- [YOUR TASK]:
Your task is to transcribe the entries below exactly, from their first line down to the line containing "Could you kindly tag the dark car", and to stop there.

- [TASK MATERIAL]:
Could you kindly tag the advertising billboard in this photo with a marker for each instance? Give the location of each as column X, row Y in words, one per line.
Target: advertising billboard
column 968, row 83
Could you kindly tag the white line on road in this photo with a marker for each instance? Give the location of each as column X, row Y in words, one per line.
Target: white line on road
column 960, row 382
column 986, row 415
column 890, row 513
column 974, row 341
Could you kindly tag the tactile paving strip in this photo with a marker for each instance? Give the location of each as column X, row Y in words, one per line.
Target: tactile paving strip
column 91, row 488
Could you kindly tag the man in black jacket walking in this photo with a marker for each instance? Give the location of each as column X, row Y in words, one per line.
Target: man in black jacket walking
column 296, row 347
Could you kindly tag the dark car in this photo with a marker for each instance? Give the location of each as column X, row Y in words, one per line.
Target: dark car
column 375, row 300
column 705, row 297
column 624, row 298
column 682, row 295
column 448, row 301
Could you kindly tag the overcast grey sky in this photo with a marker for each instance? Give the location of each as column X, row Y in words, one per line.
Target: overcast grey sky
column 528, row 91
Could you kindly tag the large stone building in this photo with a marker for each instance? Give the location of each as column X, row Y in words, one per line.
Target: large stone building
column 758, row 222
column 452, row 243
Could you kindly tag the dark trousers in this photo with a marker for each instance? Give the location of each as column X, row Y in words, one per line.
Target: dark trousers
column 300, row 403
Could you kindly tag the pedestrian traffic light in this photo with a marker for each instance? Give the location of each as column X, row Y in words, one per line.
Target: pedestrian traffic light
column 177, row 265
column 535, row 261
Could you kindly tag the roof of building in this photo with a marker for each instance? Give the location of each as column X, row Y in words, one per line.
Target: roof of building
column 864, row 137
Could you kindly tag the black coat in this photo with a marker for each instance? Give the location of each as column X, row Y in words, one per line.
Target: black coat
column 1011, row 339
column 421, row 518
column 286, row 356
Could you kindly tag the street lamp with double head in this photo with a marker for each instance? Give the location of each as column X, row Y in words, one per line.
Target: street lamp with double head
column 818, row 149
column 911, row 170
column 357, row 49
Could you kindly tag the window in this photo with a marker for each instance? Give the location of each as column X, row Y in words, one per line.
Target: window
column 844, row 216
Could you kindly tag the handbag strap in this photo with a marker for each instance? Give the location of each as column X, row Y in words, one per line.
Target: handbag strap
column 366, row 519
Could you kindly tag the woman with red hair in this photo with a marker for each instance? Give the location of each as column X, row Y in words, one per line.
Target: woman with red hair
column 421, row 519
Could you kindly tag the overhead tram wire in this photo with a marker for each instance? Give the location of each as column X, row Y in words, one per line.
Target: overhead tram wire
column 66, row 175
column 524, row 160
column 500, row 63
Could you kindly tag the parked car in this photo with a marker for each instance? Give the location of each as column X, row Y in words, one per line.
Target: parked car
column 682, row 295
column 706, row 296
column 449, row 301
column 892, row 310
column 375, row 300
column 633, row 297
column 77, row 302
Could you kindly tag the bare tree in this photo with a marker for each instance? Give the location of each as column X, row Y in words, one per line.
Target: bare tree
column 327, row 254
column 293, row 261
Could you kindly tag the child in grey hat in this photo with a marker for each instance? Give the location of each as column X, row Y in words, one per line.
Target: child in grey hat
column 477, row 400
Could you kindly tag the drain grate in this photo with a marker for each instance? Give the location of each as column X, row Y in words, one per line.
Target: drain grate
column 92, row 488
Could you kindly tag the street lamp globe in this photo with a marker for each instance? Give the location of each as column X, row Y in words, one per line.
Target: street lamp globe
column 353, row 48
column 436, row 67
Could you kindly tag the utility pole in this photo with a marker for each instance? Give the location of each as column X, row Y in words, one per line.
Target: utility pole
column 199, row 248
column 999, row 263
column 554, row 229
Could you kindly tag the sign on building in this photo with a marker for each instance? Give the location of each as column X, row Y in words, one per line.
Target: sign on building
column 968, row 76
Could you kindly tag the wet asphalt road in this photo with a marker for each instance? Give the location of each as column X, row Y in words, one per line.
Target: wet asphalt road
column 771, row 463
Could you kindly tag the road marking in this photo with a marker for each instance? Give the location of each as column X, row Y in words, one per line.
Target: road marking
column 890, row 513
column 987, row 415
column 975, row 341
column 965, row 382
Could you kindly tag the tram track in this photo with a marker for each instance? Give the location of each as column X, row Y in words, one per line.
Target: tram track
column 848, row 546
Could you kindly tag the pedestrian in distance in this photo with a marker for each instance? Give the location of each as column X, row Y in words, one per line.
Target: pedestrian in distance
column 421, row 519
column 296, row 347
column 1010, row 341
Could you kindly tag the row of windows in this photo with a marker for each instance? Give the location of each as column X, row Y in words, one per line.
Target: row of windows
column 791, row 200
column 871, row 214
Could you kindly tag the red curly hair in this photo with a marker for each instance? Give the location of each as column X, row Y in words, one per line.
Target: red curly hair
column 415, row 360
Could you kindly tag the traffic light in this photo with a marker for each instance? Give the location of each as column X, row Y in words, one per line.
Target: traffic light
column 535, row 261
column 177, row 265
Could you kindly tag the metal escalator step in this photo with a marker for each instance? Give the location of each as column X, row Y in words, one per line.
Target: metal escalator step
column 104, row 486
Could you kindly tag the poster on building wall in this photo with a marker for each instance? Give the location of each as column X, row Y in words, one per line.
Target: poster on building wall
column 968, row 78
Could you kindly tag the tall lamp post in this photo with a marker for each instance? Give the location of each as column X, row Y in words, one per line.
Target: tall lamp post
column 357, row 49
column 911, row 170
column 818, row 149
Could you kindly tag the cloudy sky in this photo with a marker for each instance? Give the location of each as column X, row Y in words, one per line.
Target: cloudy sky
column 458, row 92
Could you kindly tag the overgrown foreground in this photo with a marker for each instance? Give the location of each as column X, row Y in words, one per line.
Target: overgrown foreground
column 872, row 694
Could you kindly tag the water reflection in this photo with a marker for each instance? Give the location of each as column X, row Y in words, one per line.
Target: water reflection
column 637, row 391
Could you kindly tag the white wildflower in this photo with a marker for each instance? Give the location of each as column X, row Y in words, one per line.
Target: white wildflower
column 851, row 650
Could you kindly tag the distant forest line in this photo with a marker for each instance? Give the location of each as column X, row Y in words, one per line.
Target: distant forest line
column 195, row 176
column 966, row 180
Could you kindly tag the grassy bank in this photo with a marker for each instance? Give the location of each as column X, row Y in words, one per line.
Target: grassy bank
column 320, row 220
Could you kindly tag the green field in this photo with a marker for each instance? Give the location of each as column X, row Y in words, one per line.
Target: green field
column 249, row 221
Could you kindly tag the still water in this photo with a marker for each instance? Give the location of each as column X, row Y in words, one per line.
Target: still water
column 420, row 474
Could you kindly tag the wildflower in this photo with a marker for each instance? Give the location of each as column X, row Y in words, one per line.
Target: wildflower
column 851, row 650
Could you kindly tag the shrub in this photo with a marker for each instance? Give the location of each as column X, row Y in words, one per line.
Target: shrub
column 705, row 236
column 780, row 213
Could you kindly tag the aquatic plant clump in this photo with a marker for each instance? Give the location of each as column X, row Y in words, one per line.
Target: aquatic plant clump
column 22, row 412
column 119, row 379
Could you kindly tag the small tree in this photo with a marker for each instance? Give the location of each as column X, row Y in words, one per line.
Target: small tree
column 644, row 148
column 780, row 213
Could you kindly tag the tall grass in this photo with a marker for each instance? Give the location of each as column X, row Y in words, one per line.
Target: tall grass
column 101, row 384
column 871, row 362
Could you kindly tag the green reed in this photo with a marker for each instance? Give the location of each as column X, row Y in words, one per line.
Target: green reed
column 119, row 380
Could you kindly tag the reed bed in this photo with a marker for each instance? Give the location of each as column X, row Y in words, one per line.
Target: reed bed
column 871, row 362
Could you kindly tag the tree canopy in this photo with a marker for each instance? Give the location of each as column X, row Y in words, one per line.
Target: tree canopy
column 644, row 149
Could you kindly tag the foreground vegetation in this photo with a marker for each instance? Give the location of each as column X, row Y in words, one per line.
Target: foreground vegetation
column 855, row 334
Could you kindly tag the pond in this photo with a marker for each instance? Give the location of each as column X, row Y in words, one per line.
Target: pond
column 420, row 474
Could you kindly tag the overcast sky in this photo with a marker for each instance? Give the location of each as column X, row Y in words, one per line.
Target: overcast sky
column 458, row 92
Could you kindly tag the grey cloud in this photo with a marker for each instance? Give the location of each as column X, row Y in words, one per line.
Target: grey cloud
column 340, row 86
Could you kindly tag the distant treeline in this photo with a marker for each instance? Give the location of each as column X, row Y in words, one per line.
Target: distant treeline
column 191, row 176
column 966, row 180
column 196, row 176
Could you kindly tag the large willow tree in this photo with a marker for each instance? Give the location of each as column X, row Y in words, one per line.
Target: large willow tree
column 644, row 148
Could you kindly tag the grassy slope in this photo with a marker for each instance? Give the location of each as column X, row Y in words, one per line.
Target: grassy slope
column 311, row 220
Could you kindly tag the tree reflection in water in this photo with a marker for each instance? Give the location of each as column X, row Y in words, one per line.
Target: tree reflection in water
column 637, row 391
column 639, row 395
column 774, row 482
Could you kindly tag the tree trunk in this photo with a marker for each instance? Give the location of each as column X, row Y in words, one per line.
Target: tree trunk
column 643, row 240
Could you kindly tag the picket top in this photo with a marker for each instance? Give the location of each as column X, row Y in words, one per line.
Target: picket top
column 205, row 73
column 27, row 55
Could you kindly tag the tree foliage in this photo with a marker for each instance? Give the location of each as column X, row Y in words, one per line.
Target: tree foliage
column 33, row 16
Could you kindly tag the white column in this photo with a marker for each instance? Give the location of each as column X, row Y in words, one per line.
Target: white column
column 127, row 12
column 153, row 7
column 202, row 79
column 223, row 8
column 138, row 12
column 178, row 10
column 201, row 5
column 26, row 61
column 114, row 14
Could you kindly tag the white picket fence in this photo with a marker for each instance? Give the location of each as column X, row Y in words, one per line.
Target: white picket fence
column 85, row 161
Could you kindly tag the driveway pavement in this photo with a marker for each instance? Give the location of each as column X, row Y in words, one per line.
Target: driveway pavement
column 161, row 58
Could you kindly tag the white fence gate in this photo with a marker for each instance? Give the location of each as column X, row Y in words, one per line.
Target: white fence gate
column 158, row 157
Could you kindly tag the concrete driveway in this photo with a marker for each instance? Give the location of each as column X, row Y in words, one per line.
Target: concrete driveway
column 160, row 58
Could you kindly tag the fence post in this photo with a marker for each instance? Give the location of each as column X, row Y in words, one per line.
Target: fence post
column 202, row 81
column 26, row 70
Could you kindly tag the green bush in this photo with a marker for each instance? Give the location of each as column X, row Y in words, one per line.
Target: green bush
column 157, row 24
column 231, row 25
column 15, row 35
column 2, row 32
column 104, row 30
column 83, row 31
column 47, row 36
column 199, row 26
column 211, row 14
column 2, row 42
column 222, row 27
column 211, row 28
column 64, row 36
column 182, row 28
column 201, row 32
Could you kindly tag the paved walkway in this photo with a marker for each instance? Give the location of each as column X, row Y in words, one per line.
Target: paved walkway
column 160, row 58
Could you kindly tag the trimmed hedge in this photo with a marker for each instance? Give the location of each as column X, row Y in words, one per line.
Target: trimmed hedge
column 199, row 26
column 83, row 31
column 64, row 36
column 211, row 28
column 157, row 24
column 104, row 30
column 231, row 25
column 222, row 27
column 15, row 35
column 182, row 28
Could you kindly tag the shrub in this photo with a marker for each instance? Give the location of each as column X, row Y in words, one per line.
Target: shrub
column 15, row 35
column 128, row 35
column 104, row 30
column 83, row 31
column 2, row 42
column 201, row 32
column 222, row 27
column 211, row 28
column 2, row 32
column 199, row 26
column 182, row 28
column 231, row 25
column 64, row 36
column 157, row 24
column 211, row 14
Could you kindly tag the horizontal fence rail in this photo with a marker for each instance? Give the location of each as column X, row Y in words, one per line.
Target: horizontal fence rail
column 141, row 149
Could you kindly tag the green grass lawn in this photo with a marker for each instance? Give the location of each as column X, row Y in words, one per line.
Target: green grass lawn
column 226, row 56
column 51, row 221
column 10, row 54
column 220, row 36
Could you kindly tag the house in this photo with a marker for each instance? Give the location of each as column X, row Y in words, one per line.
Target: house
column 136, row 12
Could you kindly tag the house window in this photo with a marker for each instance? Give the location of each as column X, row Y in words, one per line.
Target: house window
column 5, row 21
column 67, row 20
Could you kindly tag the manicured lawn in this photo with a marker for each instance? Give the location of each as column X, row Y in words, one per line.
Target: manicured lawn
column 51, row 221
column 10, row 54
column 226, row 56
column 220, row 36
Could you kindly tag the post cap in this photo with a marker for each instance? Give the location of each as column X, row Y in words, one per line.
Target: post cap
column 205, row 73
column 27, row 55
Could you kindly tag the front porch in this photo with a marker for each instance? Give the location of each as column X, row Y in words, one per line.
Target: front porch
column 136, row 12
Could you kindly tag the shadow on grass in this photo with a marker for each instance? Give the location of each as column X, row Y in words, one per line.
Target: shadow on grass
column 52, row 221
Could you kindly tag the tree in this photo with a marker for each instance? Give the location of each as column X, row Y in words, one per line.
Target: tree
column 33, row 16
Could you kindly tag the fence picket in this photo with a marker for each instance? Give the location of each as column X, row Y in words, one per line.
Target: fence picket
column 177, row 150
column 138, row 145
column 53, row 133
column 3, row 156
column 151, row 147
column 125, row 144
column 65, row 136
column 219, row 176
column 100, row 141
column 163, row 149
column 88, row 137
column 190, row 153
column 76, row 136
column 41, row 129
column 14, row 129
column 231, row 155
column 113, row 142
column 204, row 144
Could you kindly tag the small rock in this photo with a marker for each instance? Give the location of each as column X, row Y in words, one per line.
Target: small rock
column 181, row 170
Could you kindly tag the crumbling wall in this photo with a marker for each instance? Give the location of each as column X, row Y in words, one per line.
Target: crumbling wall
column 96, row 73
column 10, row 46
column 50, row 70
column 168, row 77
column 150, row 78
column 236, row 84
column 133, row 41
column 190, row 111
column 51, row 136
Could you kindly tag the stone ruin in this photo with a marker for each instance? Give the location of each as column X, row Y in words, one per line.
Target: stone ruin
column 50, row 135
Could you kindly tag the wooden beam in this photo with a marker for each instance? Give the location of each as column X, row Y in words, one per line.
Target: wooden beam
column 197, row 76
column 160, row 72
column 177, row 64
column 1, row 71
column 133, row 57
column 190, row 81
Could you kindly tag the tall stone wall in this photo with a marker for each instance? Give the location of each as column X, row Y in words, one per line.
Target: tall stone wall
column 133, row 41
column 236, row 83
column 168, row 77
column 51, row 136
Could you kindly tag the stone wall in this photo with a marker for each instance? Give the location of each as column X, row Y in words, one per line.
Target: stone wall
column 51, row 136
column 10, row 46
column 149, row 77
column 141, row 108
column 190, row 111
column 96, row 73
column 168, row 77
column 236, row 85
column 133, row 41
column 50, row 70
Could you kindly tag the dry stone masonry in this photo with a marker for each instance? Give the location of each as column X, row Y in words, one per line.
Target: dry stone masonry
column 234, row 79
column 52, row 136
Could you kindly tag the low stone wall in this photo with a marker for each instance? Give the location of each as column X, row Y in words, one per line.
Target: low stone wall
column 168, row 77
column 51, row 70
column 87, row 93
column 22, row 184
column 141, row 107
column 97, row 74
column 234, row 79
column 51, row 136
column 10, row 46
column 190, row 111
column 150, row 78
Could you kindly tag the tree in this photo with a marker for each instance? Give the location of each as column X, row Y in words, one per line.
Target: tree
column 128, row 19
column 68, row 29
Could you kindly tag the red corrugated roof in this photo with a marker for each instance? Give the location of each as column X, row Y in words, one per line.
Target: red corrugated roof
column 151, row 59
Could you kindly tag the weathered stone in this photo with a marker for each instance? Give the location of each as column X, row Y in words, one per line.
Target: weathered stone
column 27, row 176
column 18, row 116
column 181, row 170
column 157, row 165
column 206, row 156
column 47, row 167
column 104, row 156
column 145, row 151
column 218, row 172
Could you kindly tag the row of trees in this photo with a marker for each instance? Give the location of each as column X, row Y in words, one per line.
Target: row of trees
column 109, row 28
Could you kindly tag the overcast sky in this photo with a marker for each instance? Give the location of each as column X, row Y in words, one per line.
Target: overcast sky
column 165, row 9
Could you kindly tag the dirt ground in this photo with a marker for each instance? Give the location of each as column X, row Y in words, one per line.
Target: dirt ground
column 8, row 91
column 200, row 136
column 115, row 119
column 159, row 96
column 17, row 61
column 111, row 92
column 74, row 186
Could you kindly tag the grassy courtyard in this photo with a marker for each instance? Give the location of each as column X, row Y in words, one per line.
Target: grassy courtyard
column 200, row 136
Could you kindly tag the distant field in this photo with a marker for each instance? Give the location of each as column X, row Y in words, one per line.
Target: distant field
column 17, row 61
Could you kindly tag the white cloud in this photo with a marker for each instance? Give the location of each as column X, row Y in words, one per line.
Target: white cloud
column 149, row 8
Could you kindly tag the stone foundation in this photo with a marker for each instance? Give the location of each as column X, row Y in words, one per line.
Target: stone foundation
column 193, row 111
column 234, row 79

- [SOLUTION TO THIS PROBLEM]:
Could you kindly tag the advertising billboard in this photo with a marker for each instance? Give the location of each as column X, row Y in words, one per line.
Target: advertising billboard
column 968, row 83
Could you kindly tag the white line on road in this photo with a marker for each instance? Give the location of each as column X, row Y in words, one per line.
Target: white line on road
column 960, row 382
column 986, row 415
column 890, row 513
column 974, row 341
Could you kindly tag the tactile paving strip in this photo with a marker for each instance? Give the location of each as column X, row Y in words, one per line.
Target: tactile paving strip
column 91, row 488
Could you kindly tag the man in black jacket walking in this photo with a marker for each instance? Give the location of each as column X, row Y in words, one per line.
Target: man in black jacket walking
column 296, row 347
Could you kindly tag the dark car in this photo with a marker for each instance? Give the location of each as column X, row Y in words, one per line.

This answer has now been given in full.